REQUIRED ACTIONS.
A: Answer these questions about the blog post below, one per line:
(i) Which book was the writer reading?
(ii) What date is given for the post?
(iii) According to the quoted passage, what are Christians in real danger of?
B: Reproduce the part of the blog post below from "God is a person." up to and including "really struck me.", word for word.

God is a person.

on Wednesday, June 16, 2010
Well I was reading "The Pursuit of God" by A.W. Tozer this after when he said something that really struck me.

"We Christians are in real danger of losing God amid the wonders of His Word. We have almost forgotten that God is a Person and, as such, can be cultivated as any person can. It is inherent in personality to be able to know other personalities, but full knowledge of one personality by another cannot be achieved in one encounter (26)."

It is so interesting to think that to get to know someone better I usually will spend time with them, talk with them, listen to what they have to say. Yet when it comes to me getting to know God better, I like to adjust charts about how he loves me, and create a list about his omniscience, or create another unworthy comparison about the trinity and then realize it is still really confusing. Looking at my prayers they do not reflect the fact that I am communicating with a personality, but perhaps some calculating robot. My prayers recently have simply been reflecting some cold hard knowledge of Him, and instead of being real with my own struggles and faults I come forward with some analytic confession, with folded hands and a bended knee, yet lacking any heart of repentance. My prayers do not reflect the way I communicate in real life, as if I say someone's name ever 3rd word when I talk to a them, like when I talk to God. I look for growth and an increased love for God without prayer and without listenting to His word. Without communicating...

God is a person, a personality, personal. How could I have forgotten.

STORED DATA.

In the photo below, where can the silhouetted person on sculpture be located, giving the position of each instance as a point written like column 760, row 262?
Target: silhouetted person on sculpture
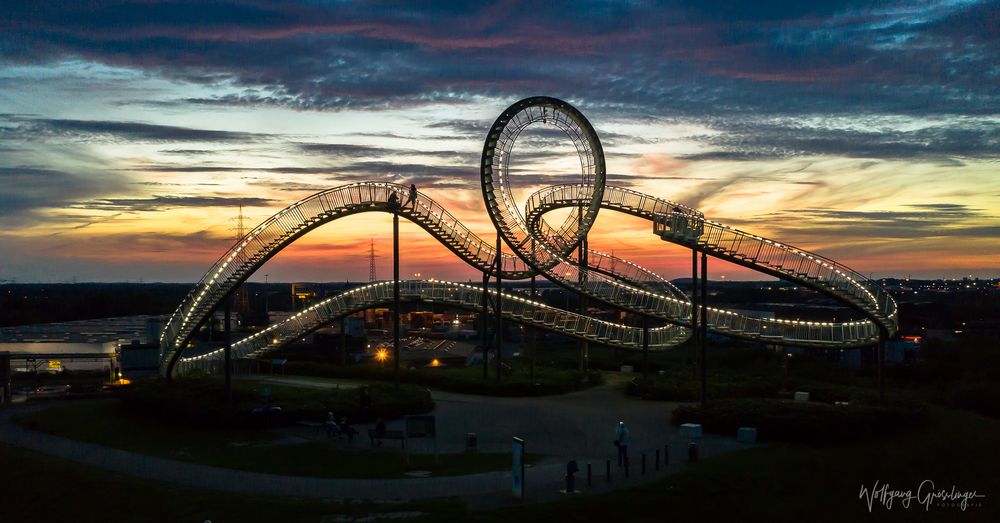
column 622, row 438
column 412, row 198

FINAL RESULTS.
A:
(i) "The Pursuit of God" by A.W. Tozer
(ii) Wednesday, June 16, 2010
(iii) Losing God amid the wonders of His Word

B:
God is a person.

on Wednesday, June 16, 2010
Well I was reading "The Pursuit of God" by A.W. Tozer this after when he said something that really struck me.